» **Work to do**:
Copy the records below exactly, leaving out any pictures.

· · ·

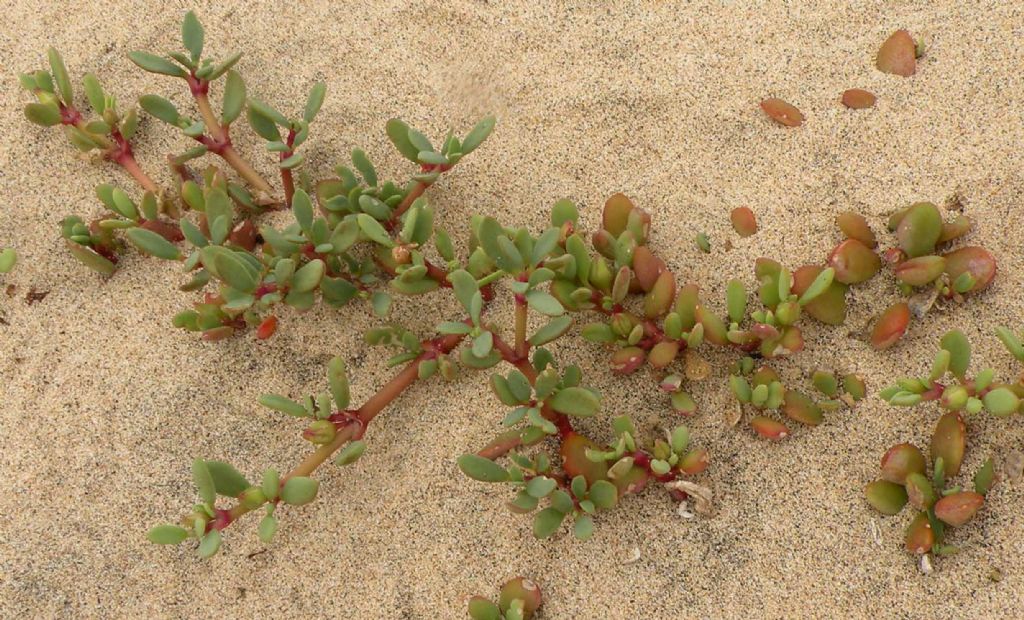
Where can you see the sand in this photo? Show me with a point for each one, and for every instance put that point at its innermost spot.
(104, 405)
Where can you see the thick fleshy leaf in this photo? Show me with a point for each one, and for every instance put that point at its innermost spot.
(829, 306)
(193, 35)
(960, 352)
(627, 360)
(854, 262)
(481, 468)
(858, 98)
(299, 490)
(646, 266)
(743, 221)
(801, 408)
(574, 461)
(153, 244)
(769, 428)
(547, 523)
(226, 480)
(481, 609)
(920, 229)
(901, 460)
(90, 258)
(167, 534)
(782, 113)
(974, 260)
(46, 115)
(235, 97)
(658, 300)
(886, 497)
(949, 443)
(616, 213)
(957, 508)
(891, 326)
(898, 54)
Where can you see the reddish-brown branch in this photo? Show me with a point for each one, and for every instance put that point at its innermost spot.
(365, 414)
(219, 140)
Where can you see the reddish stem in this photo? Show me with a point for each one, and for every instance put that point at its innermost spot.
(364, 415)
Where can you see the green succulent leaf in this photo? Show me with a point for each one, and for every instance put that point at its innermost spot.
(314, 101)
(160, 108)
(299, 490)
(547, 523)
(210, 543)
(226, 480)
(167, 534)
(482, 469)
(59, 72)
(193, 35)
(46, 115)
(153, 244)
(578, 402)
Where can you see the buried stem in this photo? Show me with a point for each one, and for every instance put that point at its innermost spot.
(354, 424)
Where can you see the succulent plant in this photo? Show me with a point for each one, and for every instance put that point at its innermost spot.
(7, 259)
(939, 502)
(518, 600)
(762, 389)
(923, 273)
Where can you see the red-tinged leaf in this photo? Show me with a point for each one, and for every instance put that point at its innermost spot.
(743, 221)
(694, 462)
(854, 262)
(769, 428)
(975, 260)
(900, 461)
(919, 536)
(891, 326)
(782, 113)
(854, 225)
(647, 267)
(858, 98)
(829, 306)
(898, 54)
(574, 461)
(957, 508)
(266, 328)
(949, 442)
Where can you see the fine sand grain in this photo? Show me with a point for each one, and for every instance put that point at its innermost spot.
(104, 405)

· · ·

» **Answer to this exercise**:
Where can you see the sand in this photo? Show me with a point for each one, and for every instance put that point at its innermost spot.
(104, 405)
Where can you see the thick fleshy leaf in this photo? Show me with a point for each one, and for every instance put that point at its innermost spot.
(829, 306)
(193, 35)
(960, 352)
(627, 360)
(854, 262)
(481, 468)
(858, 98)
(299, 490)
(646, 266)
(743, 221)
(801, 408)
(574, 461)
(153, 244)
(769, 428)
(547, 523)
(226, 480)
(481, 609)
(920, 229)
(901, 460)
(90, 258)
(167, 534)
(782, 113)
(974, 260)
(46, 115)
(235, 97)
(658, 300)
(886, 497)
(949, 443)
(616, 213)
(957, 508)
(891, 326)
(898, 54)
Where can you see the reddish-brown branch in this photo? Show me with a point for each one, and for every instance put that point at its innermost spot.
(365, 414)
(219, 140)
Where can you see the reddish stem in this photo? Show me with a point for each one, and for every instance put that point at its innermost spot.
(364, 415)
Where can you see the green succulent leaf in this photo? Show me with a point for each one, and for every instance put that point at its innermost spot.
(314, 101)
(160, 108)
(299, 490)
(547, 523)
(210, 543)
(226, 480)
(167, 534)
(482, 469)
(59, 72)
(193, 35)
(46, 115)
(153, 244)
(578, 402)
Where can you see the buried stem in this photo? Show me with a point for each one, and for every instance put that point at its innermost spot.
(354, 424)
Where can you see the succulent plant in this photo? Show me with a point for each one, and for every instance put that point at its innermost spot.
(7, 259)
(939, 502)
(518, 600)
(762, 389)
(923, 273)
Where can you see the red-tinged leaf in this photo? Show me with a point for each one, and for every instance put that point at its innermost spot.
(743, 221)
(694, 462)
(854, 262)
(769, 428)
(975, 260)
(900, 461)
(919, 536)
(891, 326)
(782, 113)
(854, 225)
(647, 267)
(858, 98)
(829, 306)
(898, 54)
(574, 461)
(957, 508)
(266, 328)
(949, 442)
Where can you see the fine sand grain in this photo? Show me with a point for each one, and for every instance put that point at its innermost spot.
(104, 405)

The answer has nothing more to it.